● **EXERCISE GOAL**:
Pick out each line below that contains the word "surface" and copy those lines unchanged.

* Start *

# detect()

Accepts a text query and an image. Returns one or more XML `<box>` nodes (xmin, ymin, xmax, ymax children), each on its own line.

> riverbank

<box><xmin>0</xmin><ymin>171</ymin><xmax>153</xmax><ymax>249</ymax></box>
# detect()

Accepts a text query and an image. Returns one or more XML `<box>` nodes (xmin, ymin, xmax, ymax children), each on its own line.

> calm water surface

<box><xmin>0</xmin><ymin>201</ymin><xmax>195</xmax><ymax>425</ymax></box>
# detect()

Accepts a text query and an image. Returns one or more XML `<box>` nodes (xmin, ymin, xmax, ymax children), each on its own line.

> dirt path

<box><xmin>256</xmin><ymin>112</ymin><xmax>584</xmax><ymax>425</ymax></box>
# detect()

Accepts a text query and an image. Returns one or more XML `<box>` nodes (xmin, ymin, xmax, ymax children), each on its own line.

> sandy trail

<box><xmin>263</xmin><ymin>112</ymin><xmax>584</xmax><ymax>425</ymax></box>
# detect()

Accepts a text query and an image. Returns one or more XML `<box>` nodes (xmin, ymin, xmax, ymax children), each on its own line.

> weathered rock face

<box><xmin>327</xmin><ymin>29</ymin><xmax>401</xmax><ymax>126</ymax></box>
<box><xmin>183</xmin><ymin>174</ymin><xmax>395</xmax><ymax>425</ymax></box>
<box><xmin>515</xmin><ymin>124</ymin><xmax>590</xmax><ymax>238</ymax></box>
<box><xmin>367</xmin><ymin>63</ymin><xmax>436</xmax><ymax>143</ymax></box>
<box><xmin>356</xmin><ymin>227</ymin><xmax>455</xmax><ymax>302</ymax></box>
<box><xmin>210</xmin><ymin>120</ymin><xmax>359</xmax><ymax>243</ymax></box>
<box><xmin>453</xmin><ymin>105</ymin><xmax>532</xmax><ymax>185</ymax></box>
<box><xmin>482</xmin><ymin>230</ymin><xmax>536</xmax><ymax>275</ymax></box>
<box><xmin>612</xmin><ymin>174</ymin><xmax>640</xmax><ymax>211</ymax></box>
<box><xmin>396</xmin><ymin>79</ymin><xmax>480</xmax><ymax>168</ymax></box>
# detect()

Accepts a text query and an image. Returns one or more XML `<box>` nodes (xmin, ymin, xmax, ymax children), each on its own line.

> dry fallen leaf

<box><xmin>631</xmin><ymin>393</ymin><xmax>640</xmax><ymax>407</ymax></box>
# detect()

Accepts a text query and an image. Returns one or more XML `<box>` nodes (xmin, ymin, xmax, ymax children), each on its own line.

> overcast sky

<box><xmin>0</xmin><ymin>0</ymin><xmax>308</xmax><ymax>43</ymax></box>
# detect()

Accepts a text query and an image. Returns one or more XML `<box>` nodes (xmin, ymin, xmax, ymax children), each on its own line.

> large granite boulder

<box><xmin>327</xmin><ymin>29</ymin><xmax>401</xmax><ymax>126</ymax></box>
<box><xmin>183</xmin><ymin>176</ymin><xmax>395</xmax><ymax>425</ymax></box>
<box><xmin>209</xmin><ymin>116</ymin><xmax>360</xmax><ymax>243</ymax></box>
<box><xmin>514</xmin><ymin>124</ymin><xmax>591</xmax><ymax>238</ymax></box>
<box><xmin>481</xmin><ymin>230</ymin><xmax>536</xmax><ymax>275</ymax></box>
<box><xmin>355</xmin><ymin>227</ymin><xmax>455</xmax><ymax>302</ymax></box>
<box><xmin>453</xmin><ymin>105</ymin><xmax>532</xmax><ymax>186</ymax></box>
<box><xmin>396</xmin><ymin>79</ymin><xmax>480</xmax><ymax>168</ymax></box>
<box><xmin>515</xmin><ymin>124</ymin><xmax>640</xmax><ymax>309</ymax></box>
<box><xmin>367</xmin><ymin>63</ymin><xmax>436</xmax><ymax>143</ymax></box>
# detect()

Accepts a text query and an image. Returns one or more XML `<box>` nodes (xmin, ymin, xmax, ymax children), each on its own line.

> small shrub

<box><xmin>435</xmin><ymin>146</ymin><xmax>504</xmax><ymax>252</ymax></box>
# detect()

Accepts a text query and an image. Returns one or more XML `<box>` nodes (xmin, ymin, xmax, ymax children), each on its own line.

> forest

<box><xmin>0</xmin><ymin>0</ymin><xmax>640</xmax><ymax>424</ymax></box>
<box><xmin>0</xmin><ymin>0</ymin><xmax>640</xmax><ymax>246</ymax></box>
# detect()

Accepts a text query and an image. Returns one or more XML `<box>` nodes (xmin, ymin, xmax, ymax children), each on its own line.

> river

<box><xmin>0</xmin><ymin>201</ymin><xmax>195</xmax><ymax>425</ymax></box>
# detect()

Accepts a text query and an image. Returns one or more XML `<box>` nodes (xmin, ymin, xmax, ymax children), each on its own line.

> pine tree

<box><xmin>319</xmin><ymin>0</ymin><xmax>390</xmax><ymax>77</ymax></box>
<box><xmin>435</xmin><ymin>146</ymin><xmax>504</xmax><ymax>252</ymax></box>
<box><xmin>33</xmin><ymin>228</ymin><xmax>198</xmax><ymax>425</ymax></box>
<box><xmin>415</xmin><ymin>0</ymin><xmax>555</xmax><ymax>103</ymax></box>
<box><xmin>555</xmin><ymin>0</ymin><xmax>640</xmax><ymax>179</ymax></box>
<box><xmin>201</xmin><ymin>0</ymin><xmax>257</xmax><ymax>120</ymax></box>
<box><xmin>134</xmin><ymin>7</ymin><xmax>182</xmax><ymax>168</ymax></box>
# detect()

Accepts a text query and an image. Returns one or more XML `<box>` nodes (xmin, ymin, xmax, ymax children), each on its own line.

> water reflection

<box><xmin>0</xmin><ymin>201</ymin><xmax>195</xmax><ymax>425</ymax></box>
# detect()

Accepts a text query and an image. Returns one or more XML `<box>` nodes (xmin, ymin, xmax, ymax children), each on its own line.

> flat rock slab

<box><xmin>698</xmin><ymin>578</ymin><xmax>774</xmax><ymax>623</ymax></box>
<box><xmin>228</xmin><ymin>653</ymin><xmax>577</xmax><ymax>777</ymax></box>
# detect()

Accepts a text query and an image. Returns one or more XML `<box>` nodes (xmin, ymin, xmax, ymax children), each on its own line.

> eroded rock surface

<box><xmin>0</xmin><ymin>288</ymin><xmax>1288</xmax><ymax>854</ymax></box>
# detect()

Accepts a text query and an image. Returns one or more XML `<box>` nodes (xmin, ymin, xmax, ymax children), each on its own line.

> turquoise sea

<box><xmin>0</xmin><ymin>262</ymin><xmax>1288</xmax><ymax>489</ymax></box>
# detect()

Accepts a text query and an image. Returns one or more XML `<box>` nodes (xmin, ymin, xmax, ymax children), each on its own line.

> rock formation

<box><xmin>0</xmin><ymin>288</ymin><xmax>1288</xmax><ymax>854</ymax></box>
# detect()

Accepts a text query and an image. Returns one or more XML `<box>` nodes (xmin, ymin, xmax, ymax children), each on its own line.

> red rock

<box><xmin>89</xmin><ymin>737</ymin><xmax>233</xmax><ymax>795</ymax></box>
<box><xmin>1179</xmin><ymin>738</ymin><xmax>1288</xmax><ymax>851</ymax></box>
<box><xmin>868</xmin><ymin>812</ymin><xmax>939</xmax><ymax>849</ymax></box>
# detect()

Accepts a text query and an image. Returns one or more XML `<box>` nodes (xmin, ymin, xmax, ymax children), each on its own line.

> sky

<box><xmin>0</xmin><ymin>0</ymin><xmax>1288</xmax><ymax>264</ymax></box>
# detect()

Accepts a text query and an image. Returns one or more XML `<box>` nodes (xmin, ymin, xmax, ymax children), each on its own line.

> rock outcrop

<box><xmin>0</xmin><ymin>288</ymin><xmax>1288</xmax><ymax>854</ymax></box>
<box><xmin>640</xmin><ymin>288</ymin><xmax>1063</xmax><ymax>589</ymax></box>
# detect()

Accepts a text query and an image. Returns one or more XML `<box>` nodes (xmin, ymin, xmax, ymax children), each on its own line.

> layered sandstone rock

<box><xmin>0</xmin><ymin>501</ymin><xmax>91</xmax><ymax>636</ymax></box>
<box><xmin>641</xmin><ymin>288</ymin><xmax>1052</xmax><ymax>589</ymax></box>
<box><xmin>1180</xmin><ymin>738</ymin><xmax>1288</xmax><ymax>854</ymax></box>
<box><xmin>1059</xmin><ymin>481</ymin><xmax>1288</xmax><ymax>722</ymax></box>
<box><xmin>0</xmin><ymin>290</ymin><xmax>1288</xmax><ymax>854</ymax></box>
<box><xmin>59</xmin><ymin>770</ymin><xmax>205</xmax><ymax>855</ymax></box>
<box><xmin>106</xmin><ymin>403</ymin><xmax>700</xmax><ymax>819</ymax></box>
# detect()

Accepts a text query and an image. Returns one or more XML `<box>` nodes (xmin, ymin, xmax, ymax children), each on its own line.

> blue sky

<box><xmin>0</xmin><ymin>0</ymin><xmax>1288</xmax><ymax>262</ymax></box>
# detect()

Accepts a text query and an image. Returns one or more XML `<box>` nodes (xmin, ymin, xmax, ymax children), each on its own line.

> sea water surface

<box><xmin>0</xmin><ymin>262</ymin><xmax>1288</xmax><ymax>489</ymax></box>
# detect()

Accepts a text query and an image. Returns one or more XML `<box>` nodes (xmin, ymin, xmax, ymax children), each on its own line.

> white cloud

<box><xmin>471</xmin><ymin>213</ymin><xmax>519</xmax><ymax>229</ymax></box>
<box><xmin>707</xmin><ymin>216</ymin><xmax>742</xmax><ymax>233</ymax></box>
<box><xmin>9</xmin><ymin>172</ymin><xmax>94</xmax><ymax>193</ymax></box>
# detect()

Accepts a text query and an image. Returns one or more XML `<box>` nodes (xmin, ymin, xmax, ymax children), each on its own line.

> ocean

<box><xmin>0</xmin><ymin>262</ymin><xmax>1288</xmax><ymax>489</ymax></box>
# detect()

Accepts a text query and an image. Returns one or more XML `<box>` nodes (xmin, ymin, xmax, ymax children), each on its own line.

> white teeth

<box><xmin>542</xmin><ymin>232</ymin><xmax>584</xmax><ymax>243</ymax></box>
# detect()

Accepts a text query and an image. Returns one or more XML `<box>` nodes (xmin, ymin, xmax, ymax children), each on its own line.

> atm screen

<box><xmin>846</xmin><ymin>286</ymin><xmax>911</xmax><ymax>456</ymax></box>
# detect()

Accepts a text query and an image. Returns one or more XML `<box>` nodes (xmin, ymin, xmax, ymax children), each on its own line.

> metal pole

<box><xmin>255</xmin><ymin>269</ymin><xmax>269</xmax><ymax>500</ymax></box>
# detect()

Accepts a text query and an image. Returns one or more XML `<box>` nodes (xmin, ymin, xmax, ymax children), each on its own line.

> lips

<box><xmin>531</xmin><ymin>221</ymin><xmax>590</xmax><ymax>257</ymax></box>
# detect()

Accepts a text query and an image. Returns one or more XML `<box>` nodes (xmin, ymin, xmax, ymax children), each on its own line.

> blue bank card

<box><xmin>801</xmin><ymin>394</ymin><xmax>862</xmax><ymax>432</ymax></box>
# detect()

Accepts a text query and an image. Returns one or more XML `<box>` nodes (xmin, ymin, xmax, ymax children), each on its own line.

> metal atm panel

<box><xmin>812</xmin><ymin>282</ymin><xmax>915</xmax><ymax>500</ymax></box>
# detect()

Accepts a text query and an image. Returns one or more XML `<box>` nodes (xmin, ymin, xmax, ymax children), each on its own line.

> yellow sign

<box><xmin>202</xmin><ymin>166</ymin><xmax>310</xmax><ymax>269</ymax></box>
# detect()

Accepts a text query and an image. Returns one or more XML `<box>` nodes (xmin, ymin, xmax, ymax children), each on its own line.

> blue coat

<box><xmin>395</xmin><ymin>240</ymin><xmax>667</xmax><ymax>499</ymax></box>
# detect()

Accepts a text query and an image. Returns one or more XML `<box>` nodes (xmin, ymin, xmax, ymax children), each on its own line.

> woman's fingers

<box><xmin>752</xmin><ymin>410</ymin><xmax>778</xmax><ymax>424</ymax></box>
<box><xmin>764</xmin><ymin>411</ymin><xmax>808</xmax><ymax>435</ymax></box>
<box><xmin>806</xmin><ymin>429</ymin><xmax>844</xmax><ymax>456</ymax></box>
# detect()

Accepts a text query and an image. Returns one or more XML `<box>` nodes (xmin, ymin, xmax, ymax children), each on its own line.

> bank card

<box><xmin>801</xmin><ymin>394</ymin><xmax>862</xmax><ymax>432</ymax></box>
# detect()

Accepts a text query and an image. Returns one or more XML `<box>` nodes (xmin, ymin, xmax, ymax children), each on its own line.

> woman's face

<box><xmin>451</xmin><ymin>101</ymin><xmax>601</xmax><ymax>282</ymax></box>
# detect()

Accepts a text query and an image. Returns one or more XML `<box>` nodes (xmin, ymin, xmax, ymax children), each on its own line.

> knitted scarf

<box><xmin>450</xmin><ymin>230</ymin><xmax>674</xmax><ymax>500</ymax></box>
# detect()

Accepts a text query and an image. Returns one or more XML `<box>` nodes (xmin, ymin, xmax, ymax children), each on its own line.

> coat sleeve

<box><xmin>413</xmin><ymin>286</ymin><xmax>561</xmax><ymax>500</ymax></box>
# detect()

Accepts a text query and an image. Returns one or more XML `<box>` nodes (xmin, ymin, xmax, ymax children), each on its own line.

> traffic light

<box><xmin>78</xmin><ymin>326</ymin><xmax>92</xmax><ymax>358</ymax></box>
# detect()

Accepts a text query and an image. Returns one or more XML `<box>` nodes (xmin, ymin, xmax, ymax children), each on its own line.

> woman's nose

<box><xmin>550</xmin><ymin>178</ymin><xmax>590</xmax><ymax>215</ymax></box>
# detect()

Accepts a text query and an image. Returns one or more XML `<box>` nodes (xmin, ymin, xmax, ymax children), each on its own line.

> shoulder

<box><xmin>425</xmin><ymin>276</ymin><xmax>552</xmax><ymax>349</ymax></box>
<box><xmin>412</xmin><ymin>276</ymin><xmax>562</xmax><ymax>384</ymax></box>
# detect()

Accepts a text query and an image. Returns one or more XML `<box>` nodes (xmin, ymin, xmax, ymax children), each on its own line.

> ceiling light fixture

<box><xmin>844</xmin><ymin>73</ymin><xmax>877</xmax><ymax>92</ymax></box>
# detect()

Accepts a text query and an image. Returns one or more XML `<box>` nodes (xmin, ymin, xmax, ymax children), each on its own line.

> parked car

* End *

● **THE REPLY**:
> calm water surface
> eroded rock surface
> sea water surface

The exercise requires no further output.